▶ [Required work]
(1) According to the Science Ministry, as cited in the article on Sinovac in Chile, how many doses of Sinovac have been administered nationwide?
(2) Reproduce the passage of the Sinovac article between "Wednesday, May 5th" and "interview published Tuesday.", inclusive.
-- Document segment follows --
Chinese vaccine developer eyes production in Chile — MercoPress

Chinese vaccine developer eyes production in Chile

Wednesday, May 5th 2021 – 06:42 UTC

Links ”between the Chile's Catholic University and the Sinovac laboratory have been strengthened over the past year and a half of joint work, Sánchez said.
Links ”between the Chile’s Catholic University and the Sinovac laboratory have been strengthened over the past year and a half of joint work, Sánchez said.

China’s Sinovac Biotech laboratory is reportedly evaluating the possibility of manufacturing the immunizer in Chile in a joint effort with the local Pontifical Catholic University, Rector Ignacio Sánchez said in a newspaper interview published Tuesday.

“Sinovac intends to establish a vaccine manufacturing plant in Latin America and finds that our country can be a very good place,” Sánchez said. The laboratory is looking specifically to produce the Coronavac vaccine in the region, it was reported.

Sánchez also told the local newspaper El Mercurio that the university had been approached to “work together on their arrival from the point of view of science.” The joint venture would also seek to a second phase 3 clinical study of the Coronavac vaccine.

The Chilean scholar also pointed out that “in this year and a half of work in a pandemic, links ”between the university and the laboratory have been strengthened, in addition to having held conversations for several months and agreements could be finalized for the second half of the year.”

Other vaccines, such as those against influenza and hepatitis could end up being produced locally in Chile as a consequence of the agreement currently under consideration, Sánchez explained.

The Sinovac vaccine is the one most commonly used in Chile’s anticovid immunization effort. According to the Science Ministry 12,682,570 doses of Sinovac have been administered nationwide.

In a related development, Chile’s Institute of Public Health (ISP) has ruled out the existence of a “Chilean variant” of the virus, after rumors in that regard started circulating Monday. ISP Director Heriberto García said: “We rule out the existence of a Chilean variant in the world at this time.” He added that ”we reviewed the GISAID database (global initiative to share data on influenza viruses), where the variants are named according to the country of origin and in this case no variant called Chilean appears,” García told a TV crew.

García explained that it could have been a confusion, because of a traveler who had been in Chile.
-- Document segment concluded --
-- Source material follows --
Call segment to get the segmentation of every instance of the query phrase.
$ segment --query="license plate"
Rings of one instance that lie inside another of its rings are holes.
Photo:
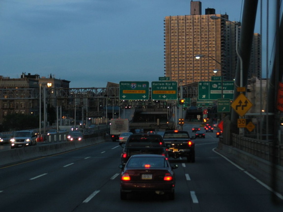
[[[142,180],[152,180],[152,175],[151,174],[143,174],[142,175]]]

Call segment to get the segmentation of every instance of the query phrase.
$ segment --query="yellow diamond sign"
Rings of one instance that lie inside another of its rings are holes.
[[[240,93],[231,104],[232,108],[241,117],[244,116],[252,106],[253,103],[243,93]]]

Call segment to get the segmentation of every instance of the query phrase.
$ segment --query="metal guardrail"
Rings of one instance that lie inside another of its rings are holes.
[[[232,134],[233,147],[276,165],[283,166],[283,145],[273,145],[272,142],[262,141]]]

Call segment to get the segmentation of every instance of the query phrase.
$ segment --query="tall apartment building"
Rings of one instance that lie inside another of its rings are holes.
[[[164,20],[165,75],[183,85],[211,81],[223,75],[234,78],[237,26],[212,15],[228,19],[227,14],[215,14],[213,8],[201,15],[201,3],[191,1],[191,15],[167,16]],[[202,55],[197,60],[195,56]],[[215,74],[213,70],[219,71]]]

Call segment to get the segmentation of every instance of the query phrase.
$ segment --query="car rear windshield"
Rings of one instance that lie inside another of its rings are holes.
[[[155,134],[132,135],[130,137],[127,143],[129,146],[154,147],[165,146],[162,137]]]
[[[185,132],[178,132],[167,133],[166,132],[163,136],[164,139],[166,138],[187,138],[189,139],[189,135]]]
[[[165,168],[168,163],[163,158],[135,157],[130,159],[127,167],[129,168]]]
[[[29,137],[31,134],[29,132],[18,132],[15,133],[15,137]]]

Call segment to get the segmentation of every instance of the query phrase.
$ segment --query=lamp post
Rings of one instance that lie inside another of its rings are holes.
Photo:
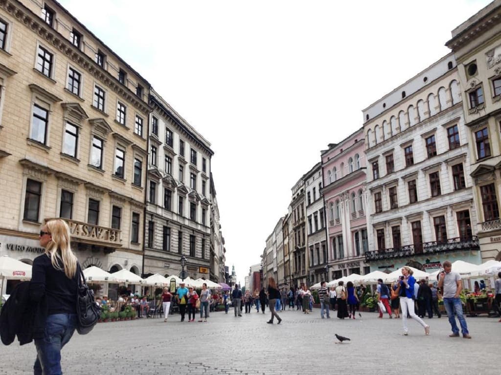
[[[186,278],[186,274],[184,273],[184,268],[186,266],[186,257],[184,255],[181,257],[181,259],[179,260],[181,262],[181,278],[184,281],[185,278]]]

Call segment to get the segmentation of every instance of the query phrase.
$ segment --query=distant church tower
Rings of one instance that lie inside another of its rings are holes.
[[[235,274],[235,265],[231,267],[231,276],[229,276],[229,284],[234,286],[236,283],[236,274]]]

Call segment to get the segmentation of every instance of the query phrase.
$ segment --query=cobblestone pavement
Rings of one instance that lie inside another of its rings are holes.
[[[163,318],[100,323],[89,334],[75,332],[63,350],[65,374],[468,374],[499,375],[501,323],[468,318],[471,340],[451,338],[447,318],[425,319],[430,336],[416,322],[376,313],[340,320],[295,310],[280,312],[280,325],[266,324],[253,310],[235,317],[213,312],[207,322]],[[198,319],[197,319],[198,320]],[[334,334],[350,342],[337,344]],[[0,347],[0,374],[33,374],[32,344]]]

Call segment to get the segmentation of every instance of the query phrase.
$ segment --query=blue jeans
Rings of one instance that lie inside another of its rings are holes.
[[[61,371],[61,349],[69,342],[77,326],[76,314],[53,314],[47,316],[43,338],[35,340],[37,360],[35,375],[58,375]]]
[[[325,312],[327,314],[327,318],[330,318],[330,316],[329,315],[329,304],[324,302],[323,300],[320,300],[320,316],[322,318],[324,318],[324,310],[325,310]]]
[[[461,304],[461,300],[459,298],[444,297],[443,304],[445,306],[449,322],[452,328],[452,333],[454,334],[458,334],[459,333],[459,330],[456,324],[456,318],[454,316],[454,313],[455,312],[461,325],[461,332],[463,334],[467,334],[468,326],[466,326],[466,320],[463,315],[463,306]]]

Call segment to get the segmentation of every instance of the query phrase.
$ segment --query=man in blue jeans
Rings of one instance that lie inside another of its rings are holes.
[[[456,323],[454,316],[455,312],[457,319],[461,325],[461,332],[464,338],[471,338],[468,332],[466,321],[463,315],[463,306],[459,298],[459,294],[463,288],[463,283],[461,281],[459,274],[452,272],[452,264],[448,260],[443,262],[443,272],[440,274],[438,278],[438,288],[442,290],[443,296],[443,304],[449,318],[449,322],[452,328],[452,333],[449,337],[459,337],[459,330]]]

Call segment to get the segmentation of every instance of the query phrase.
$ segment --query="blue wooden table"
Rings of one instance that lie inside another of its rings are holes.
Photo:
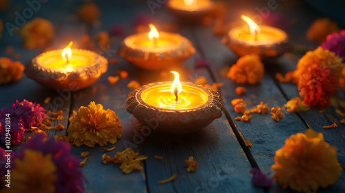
-- Source material concluded --
▶ [Solutions to each task]
(1) 12,682,570 doses

(2)
Wednesday, May 5th 2021 – 06:42 UTC

Links ”between the Chile's Catholic University and the Sinovac laboratory have been strengthened over the past year and a half of joint work, Sánchez said.
Links ”between the Chile’s Catholic University and the Sinovac laboratory have been strengthened over the past year and a half of joint work, Sánchez said.

China’s Sinovac Biotech laboratory is reportedly evaluating the possibility of manufacturing the immunizer in Chile in a joint effort with the local Pontifical Catholic University, Rector Ignacio Sánchez said in a newspaper interview published Tuesday.